Material for this task: Begin
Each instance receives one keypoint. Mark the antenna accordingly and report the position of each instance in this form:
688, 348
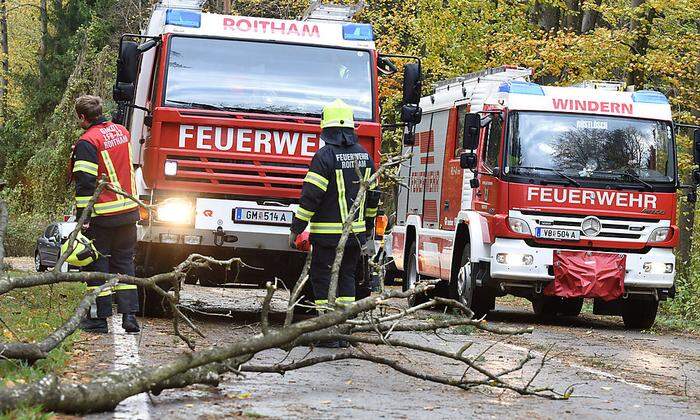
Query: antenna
183, 4
332, 12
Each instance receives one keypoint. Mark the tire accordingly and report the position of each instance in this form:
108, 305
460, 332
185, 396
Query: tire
639, 314
38, 266
464, 290
411, 277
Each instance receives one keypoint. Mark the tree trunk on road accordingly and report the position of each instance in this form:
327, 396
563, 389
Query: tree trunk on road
4, 217
5, 51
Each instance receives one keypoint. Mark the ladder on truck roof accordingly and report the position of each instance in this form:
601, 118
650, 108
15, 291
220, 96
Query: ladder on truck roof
475, 87
182, 4
332, 12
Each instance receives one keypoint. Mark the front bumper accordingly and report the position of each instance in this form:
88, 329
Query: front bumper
272, 238
540, 269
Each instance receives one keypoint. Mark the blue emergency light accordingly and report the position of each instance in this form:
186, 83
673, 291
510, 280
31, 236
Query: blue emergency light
358, 32
523, 88
649, 97
186, 18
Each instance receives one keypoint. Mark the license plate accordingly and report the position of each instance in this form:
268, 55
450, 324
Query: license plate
271, 217
557, 234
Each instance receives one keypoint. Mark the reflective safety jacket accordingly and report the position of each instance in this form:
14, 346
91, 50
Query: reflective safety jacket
330, 188
105, 149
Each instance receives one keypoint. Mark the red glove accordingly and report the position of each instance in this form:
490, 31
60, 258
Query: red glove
302, 242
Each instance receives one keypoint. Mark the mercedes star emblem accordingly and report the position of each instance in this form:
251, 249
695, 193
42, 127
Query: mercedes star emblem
591, 226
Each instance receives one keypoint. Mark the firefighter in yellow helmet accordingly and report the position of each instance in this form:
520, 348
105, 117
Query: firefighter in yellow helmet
328, 192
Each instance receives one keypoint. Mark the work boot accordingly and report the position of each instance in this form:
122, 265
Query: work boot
129, 323
94, 325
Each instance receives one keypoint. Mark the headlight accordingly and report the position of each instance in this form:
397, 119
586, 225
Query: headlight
659, 235
175, 210
519, 226
170, 168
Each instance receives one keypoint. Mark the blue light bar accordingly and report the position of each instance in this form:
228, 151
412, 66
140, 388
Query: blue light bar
523, 88
358, 32
649, 97
186, 18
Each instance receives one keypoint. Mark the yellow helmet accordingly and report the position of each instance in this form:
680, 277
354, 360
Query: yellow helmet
84, 252
337, 114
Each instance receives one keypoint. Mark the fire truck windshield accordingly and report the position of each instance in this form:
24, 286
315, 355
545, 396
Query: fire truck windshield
266, 77
591, 147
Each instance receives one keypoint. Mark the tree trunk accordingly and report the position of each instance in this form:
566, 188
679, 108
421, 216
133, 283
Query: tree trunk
640, 26
4, 218
5, 51
590, 18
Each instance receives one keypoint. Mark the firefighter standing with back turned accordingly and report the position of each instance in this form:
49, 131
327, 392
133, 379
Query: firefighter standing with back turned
328, 192
105, 149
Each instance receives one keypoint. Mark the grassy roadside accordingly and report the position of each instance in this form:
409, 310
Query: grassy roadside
29, 315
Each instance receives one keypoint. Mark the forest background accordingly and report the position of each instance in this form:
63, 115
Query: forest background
54, 50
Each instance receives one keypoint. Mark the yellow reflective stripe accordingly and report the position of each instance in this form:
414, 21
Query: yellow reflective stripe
131, 168
317, 180
334, 228
342, 204
110, 169
85, 166
114, 206
102, 293
81, 201
303, 214
361, 215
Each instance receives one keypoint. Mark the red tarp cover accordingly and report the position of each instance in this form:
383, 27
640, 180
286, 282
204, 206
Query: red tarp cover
587, 274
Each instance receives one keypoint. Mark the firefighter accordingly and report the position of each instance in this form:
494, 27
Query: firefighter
328, 192
104, 149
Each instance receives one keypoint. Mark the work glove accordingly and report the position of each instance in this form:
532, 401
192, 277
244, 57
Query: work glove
369, 249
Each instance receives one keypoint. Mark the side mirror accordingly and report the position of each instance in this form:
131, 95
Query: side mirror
467, 160
385, 66
696, 146
411, 114
412, 85
472, 124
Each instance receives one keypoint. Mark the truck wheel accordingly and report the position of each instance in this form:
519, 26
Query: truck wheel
463, 289
412, 277
639, 314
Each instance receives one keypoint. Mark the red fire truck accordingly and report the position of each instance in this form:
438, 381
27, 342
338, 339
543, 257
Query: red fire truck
554, 194
224, 113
Material for this task: End
Set down all the material exactly once more. No pictures.

### Expected answer
Each instance receives one keypoint. Mark the antenna accordingly and report the position of each instance in this form:
688, 348
Query: antenna
183, 4
332, 12
Each instance receives one keypoint. Mark the tire accordingly and report the position of each instance in this form:
108, 305
460, 332
185, 396
Query: tire
639, 314
38, 266
464, 290
411, 277
Each instance receives one keypoint. Mark the tree trunk on road accordingly and report the position of each instance in this form:
327, 396
563, 389
Query: tree trunk on road
4, 217
5, 51
Each instance receives one keypoint. Mark the ladder on truck roof accordingly and report the position of each instance in this form:
601, 118
650, 108
15, 291
220, 96
Query: ladder on truck roof
475, 87
182, 4
332, 12
Each instance receives one keypoint. Mark the front bumper accordingly and report the position of each instance in this form:
88, 329
Query: front bumper
272, 238
540, 269
Each instance receives one keypoint. Mark the blue emergency light accordingly and report the position of each instance in this form:
186, 83
673, 291
510, 280
31, 236
Query: blue emergency light
358, 32
523, 88
649, 97
186, 18
Each instance receives one keypoint. Mark the license plate accordingly and report the position of each instance in this form:
268, 55
450, 324
Query: license plate
271, 217
557, 234
Each instance receives one keypoint. Mark the reflective safety jacket accordingly and report the position of each instance in this form:
14, 346
91, 50
Query: reflective safety jacket
330, 188
105, 149
Each instance receives one keypoint. Mark the red glove accordingly and report the position of each instance in this form:
490, 31
60, 258
Query: red glove
302, 242
Each instance receives one keypoint. Mark the mercedes star emblem accordingly and report the position of each instance in this form:
251, 249
695, 193
42, 127
Query: mercedes star emblem
591, 226
Each instance receives one keypoint. Mark the firefighter in yellow helmet accordingly and report the position of each instance in this form:
520, 348
105, 117
Query: firefighter in yellow helmet
328, 192
Each instance receives one keypoint. Mark the work boot accordingly and report the position of each instance in this form:
122, 265
Query: work boot
129, 323
94, 325
Each instance receives one keypoint. Mark the headlight accordingly and report the position of each instance in this form:
397, 119
586, 225
Query: headlight
659, 235
175, 210
519, 226
170, 168
Each instance receives one keypoint. Mark the blue light bar accordingly and report the position of each instance in this form:
228, 151
412, 66
140, 388
Query: blue light bar
523, 88
358, 32
649, 97
186, 18
Each instance receives one keypoint. Mark the yellow helmet accordingly and report the position of each instance in this form:
680, 277
354, 360
Query: yellow helmet
84, 252
337, 114
Each instance receives one keypoint. Mark the fire truck windshield accordingly and report the position of each instance in this form:
24, 286
315, 355
545, 396
Query: fire truck windshield
266, 77
591, 147
Each instance receives one keypoint. Mark the tree trunk accordingly and report the position of each instance in this form:
566, 188
679, 108
421, 216
133, 283
Query: tree trunk
640, 26
4, 218
5, 51
590, 18
Each instance receives one keypoint. Mark the firefighter standing with back turned accordingly and report the position of each instance in this form:
49, 131
327, 392
133, 379
Query: firefighter standing with back turned
328, 192
105, 149
Each instance receives one keypoint. Mark the grassy roadside accordingly and report the position of each instance in this form:
409, 310
Query: grassy roadside
29, 315
Each instance receives one keypoint. Mark the forest background accordingly and report the position of each instance in this form:
63, 115
Query: forest background
54, 50
Each instance receives one keypoint. Mark the yellow reflective stripe accordingly and report the position of each instance in this form:
414, 21
Query: yellow reflective stripe
131, 168
317, 180
334, 228
342, 204
110, 169
85, 166
114, 206
102, 293
81, 201
303, 214
361, 215
Each instance receives one keypoint. Mark the red tarp cover accordingly and report the position of each instance in this form:
383, 27
640, 180
286, 282
204, 206
Query: red tarp cover
587, 274
Each instance receives one keypoint. Mark the firefighter accordingly and report the position of each instance in this form:
494, 27
Query: firefighter
328, 192
104, 149
Each instance receives one keypoint. Mark the work glove accordingly and report the position of each instance in this form:
532, 401
192, 277
244, 57
Query: work glove
369, 249
Each instance receives one keypoint. Mark the side mirror accordingly and report the position of each instance in this form:
131, 95
Query: side mirror
467, 160
385, 66
696, 146
411, 114
412, 85
472, 124
Each instance receives one keypoint. Mark the truck wheel accordingly and report the position of each instance in this form:
519, 26
Query: truck wheel
463, 289
412, 277
639, 314
Each instance receives one keypoint. Mark the red fire truck accordingly and report the position of each instance in this form:
438, 381
27, 342
338, 339
543, 257
Query: red fire truck
554, 194
224, 113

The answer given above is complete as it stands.